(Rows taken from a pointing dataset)
###

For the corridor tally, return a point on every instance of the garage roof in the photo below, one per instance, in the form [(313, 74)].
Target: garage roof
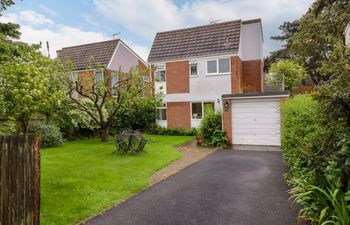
[(257, 95)]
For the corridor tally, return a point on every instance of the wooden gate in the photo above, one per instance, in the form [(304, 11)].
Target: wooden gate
[(20, 179)]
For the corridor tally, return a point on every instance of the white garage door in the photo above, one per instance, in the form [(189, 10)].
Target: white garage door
[(256, 122)]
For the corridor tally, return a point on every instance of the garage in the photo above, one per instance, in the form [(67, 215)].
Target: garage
[(255, 119)]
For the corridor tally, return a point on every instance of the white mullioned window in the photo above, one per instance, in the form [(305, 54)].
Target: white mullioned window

###

WORK REQUIRED
Convert all of the data above into a JSON list of strings, one string per line, skipping blank lines and omitting the pictures.

REPLY
[
  "For the corridor tally, return a point on every instance of the garage roof in the photo below, one per instance, in the form [(313, 74)].",
  "Target: garage roof",
  "[(257, 95)]",
  "For the corridor tally, return a point on every instance of the wooden gate in the photo above, one per instance, in the form [(304, 11)].",
  "Target: wooden gate",
  "[(20, 179)]",
  "For the corridor tally, return a point on every instance of the white garage door in the photo above, one per instance, in the form [(189, 10)].",
  "Target: white garage door",
  "[(256, 122)]",
  "For the corridor tally, return a point on every instance of the garage in the photo above, one per instance, in the form [(67, 215)].",
  "Target: garage",
  "[(255, 119)]",
  "For the corridor tally, return a point on every instance of the white mullioned window in the photo above, one per instance, in the form [(305, 54)].",
  "Target: white mullioned window"
]